### WORK TO BE COMPLETED:
Every entry must be duplicated precisely as written.
※ ※ ※
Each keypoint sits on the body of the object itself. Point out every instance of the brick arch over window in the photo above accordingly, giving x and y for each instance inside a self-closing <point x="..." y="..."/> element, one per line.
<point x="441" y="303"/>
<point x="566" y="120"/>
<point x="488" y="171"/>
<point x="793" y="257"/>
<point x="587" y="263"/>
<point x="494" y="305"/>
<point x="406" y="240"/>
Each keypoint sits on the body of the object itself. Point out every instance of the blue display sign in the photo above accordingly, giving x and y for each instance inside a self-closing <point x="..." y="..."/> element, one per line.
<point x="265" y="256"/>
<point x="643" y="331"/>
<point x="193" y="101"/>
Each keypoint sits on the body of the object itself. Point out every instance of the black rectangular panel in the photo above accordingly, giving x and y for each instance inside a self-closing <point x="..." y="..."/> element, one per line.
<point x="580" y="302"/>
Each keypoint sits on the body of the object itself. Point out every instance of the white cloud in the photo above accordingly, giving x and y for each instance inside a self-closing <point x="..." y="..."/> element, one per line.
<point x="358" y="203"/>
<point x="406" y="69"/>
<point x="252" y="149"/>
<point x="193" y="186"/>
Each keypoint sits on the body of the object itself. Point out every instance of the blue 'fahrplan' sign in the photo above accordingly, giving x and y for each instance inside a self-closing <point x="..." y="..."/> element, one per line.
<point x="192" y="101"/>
※ ※ ※
### RESPONSE TO THE TASK:
Each keypoint sits on the body of the object itself. Point out every instance of the brick arch over window in the photo above accordingly, giving x and y for each instance inside a self-closing <point x="..." y="..."/> element, one per line.
<point x="441" y="303"/>
<point x="566" y="120"/>
<point x="488" y="171"/>
<point x="793" y="257"/>
<point x="587" y="263"/>
<point x="494" y="305"/>
<point x="406" y="240"/>
Each keypoint sits on the body of the object itself. Point out every instance of the blue display sign in the photo above accordingly, giving x and y for each instance inside a self-closing <point x="..." y="..."/> element, one per line.
<point x="265" y="256"/>
<point x="643" y="331"/>
<point x="193" y="101"/>
Each keypoint sits on the body of the object itself. Point out every instance of the black rectangular panel in the photo above accordingly, giving x and y for each instance inside a self-closing <point x="..." y="..."/> element, one per line.
<point x="580" y="302"/>
Each keypoint sits on the body of the object itself. Point out every instance of the white cloud in the photo above accordingly, giving x and y for each instance inside a self-closing <point x="..." y="..."/> element, one per line.
<point x="358" y="203"/>
<point x="406" y="69"/>
<point x="252" y="149"/>
<point x="193" y="186"/>
Each keypoint sits on the body of the object itself. Point out every instance of the blue 'fahrplan' sign in the photo above accordingly, giving x and y for each instance inside a self-closing <point x="..." y="..."/> element, one per line.
<point x="192" y="101"/>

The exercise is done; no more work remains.